Similar Products Used:
Paradigms. Also listened to consumer-grade stuff like Infinity and Polk, which isn’t even in the same class–avoid.

Review: NAD T751

(originally posted to audioreview.com on 2002.02.07)

Overall Rating
5 of 5

Value Rating
4 of 5

Price Paid:  $600 at Happy Medium

Product Model Year:
2000

Summary:
I’ve been a big fan of Proton/NAD for some time, and so naturally I listened to the 751 when it was time to go to home theater. Good call. Very good DACs with the expected NAD clean amplification. As others have mentioned, NAD concentrated their efforts on getting it to be clean, not on lots of idiotic DSP modes. This is one of the only HT receivers in this price range that also features solid music-only two-channel performance (I thought this was a particularly weak point for the Denon models). Very clean NAD sound in all modes, not just HT.

Other people have complained about the remote, but I have a universal remote for my whole system anyway and I rarely have to use the NAD remote. When I do end up using it, it doesn’t seem all _that_ bad.

The one thing I don’t like about it is the delay when you switch inputs while the unit searches for a digital signal. Kind of annoying.

Composite to S-video conversion seems pretty OK to me–this only comes up with the VCR for me, since all my other sources are S-video anyway, and we don’t watch much on VHS anymore.

I have this set up with PSB speakers all around: the Image 4Ts up front, the 8C center, and 1B surrounds. I highly recommend the NAD/PSB combo. NAD and PSB are owned by the same parent company and share the same “performance first” design philosophy, and work together very well.

Strengths:
Sound quality, including 2-channel mode

Weaknesses:
Lag on input switching

Similar Products Used:
I auditioned Onkyo, Denon, Yamaha as well.

Review: 2002 Mazda Protege5

(originally posted to carreview.com on 2002.02.06)

Overall Rating
5 of 5

Value Rating
5 of 5

Price Paid:  $17000 at Jeff Haas Mazda

Summary:
Somewhere on here, I have a review of my wife’s 1999 Protege LX, which I always really liked for what it was. However, the car has no balls and doesn’t have the hauling capacity of even a simple hatch. I was resigned to having to fork out a ton more cash for a Passat wagon, all the while wishing that Mazda would just make a wagon version of my wife’s car, but faster. Then BAM, they did it. Kudos to Mazda. Exactly the right car at exactly the right price.

Strengths:
* Handling. Man, I do love the handling.
* Versatility. I can carry five, or stuff, or five and some stuff with the roof rack. Excellent.
* Comfort. Great seats, enough room in back for rear-facing baby seat.
* Styling. I’ve never owned a car that got this much attention before.
* I like the leather-wrapped steering wheel and white dials.
* Good ergonomics on the stereo.
* I never thought I’d have any use for a moonroof, but I love it!
* Handling. It’s just so sweet around the corners.

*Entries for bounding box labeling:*
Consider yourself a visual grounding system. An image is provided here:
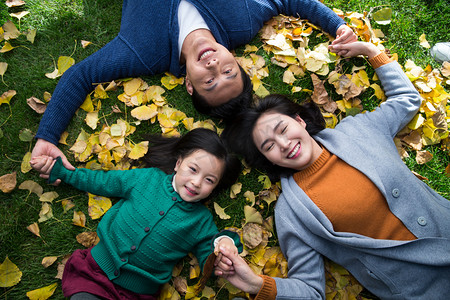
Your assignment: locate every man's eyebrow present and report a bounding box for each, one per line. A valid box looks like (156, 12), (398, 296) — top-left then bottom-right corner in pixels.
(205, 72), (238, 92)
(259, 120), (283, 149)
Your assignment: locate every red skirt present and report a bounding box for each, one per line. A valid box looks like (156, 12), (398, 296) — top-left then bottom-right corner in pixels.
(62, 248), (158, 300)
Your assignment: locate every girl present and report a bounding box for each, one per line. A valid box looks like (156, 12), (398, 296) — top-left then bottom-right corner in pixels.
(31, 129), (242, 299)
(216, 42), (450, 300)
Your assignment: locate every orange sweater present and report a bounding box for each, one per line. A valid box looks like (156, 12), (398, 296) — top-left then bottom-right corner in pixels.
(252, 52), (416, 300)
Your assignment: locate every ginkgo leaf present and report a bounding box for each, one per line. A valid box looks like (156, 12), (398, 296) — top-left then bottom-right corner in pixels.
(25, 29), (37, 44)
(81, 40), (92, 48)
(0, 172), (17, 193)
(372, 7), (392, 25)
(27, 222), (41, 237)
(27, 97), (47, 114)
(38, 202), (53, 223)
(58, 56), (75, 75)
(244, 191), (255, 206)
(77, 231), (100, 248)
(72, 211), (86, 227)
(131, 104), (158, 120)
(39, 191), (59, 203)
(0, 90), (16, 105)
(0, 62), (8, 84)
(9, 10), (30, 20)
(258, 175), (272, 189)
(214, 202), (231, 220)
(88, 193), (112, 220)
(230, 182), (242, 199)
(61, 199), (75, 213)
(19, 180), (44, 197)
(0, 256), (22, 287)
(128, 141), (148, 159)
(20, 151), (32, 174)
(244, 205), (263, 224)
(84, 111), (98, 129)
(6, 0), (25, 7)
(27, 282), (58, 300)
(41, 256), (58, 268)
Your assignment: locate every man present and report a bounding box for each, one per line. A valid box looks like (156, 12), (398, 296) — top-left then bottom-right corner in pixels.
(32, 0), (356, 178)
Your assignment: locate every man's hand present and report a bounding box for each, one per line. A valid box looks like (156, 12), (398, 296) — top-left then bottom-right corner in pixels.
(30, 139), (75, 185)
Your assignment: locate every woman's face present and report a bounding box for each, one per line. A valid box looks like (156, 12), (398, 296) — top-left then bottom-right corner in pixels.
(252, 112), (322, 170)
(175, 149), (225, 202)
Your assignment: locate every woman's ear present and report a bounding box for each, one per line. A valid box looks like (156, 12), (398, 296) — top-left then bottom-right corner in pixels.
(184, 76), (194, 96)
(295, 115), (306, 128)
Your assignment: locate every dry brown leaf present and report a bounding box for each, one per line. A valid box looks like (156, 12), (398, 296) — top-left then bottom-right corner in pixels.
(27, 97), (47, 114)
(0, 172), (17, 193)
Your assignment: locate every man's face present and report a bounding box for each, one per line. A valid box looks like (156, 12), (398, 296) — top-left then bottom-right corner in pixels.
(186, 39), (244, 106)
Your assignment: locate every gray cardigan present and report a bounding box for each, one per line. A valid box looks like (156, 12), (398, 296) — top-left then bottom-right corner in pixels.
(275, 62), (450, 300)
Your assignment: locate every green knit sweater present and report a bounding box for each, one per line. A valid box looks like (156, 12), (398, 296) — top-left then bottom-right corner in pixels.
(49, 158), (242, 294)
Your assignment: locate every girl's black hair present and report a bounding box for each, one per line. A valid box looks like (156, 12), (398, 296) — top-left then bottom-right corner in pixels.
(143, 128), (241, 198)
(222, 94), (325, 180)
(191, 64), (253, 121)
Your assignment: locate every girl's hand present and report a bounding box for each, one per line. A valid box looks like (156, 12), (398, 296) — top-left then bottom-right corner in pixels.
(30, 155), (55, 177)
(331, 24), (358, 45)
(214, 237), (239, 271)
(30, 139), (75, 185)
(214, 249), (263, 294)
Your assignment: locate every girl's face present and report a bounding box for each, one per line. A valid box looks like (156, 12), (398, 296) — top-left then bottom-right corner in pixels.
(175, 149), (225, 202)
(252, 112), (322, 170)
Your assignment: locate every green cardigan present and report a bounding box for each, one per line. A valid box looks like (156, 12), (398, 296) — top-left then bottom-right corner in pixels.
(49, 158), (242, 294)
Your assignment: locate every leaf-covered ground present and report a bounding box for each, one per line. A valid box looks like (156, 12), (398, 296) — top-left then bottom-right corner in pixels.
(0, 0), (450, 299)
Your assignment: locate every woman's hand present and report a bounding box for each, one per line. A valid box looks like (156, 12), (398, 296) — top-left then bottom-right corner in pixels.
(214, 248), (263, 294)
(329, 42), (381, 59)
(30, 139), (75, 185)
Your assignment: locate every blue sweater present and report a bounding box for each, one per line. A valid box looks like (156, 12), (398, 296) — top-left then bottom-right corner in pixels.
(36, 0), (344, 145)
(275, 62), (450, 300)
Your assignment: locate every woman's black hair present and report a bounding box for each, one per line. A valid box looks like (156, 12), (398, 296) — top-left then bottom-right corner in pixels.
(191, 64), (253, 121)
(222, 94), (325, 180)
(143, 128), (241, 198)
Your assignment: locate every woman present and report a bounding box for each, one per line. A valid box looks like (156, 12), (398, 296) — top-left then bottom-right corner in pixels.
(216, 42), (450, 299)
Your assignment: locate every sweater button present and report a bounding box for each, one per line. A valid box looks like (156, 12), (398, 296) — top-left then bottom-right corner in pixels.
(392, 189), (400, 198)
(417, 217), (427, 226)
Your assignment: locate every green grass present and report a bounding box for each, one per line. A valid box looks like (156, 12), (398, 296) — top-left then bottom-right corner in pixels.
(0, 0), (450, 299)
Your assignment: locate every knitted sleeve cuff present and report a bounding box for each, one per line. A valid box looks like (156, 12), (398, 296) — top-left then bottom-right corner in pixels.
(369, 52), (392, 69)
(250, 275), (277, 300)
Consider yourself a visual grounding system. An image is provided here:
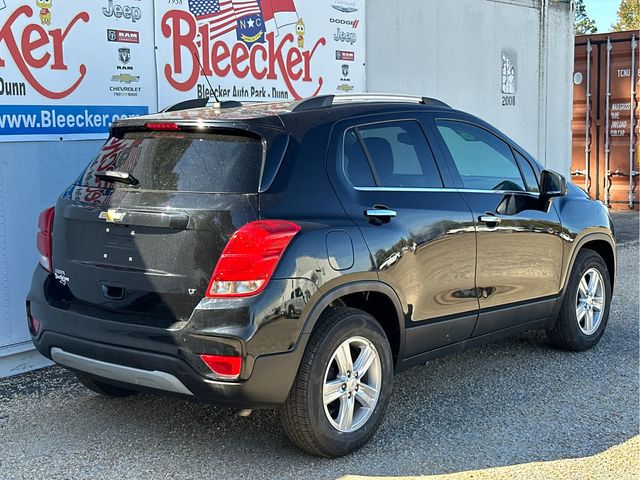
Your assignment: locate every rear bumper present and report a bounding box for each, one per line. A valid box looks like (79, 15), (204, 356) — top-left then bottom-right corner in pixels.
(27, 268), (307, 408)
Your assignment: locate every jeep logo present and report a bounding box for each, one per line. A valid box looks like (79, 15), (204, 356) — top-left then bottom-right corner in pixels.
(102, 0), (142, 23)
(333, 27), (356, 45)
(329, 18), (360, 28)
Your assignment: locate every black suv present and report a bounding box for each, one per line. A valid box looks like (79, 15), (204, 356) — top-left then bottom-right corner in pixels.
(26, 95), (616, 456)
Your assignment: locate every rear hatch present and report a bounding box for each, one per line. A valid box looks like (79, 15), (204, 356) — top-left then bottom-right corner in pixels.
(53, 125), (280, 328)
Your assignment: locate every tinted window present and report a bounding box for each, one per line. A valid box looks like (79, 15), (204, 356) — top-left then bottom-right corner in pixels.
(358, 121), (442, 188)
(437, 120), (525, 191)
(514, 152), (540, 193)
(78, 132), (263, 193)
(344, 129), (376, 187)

*Problems to solve:*
- A) From the product reviews, list the PSB speakers in the setup described in the NAD T751 review, with each one's position.
- B) In the product reviews, what price was paid for the 2002 Mazda Protege5, and where was it bought?

*Answers to the exercises:*
- A) Image 4Ts (front), 8C (center), 1B (surrounds)

- B) $17000 at Jeff Haas Mazda.